_SHORT PROBLEM_.
In the anime review, which colors are mainstays in the scenes of despair and grief?

── SOURCE DOCUMENT ──

Nothing says cheerful like a good bit of color

Moments of despair and grief are a whole other story. In the anime, most of these are depicted in metaphor. Characters run through endless mazes, fall into bottomless pits, throw themselves off bookshelves, get lost in infinite libraries and much more. To mirror the suffocating emotions, the camera stays fixed most of the time, narrowing our perspective. Colours aren’t muted but less varied. Red, black are mainstays during these scenes, with dark blue and green stepping in sometimes. Music also fills the background, adding to the stuffy feeling during such moments.  It’s heavy-handed, true, but it works because of the beautiful contrast against comedy.

Or sombre as a long, pensive, dashing look from one of our two main characters.

Characters. My god. Everyone has holes, everyone has flaws. It’s a theme here. Everyone you want to love in this anime has some negative aspect in them, be it selfishness, a mind-twisting desire for revenge, jealousy, insecurity bordering on self-hate and even, for a short time, feelings of incestuous nature. And in every case, it’s their wants and needs that are pushing them towards these negative feelings and characteristics. But here’s the thing, we never really understand any of the characters completely until the last episode. The anime maintains its narrative momentum until the last minute so that even until the very end, we are only partially in the know about everyone’s motivations and desires.

───
── LISTED ENTRIES ──

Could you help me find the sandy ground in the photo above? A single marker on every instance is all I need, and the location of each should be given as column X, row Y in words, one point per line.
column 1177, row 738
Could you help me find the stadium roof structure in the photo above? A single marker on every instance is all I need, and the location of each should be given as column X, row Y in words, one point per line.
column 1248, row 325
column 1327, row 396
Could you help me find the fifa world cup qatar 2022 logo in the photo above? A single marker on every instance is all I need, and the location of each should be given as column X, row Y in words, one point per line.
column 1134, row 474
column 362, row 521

───
── LISTED ENTRIES ──

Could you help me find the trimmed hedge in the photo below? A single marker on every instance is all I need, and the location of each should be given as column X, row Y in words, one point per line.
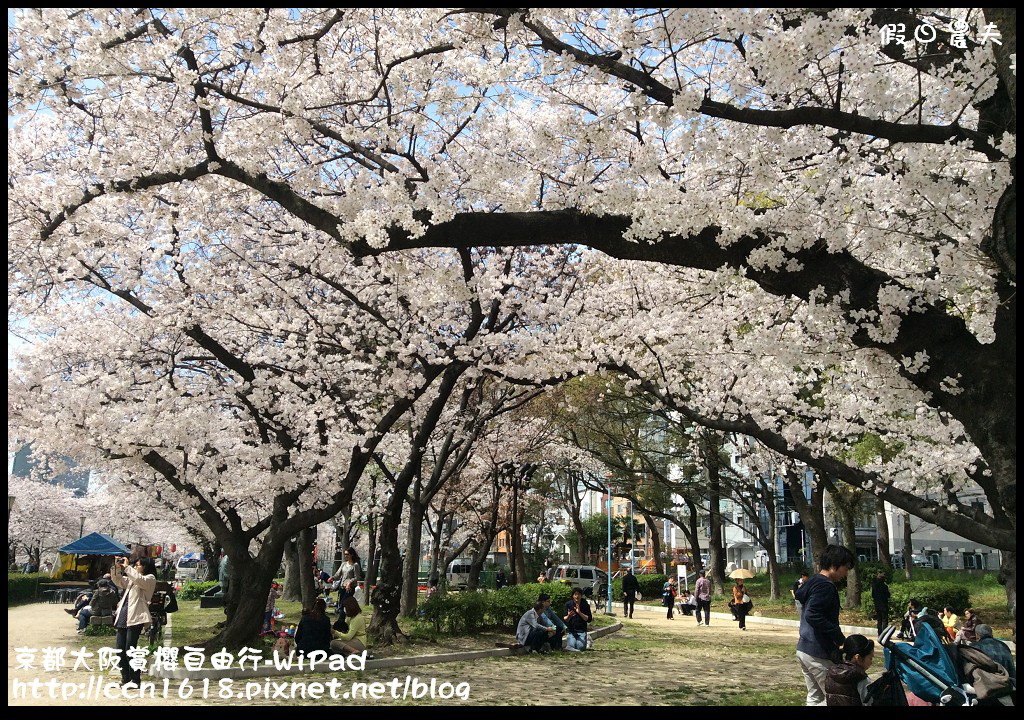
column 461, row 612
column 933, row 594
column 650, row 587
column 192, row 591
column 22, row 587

───

_SOLUTION FOR THIS PROBLEM_.
Red and black are mainstays, with dark blue and green sometimes stepping in.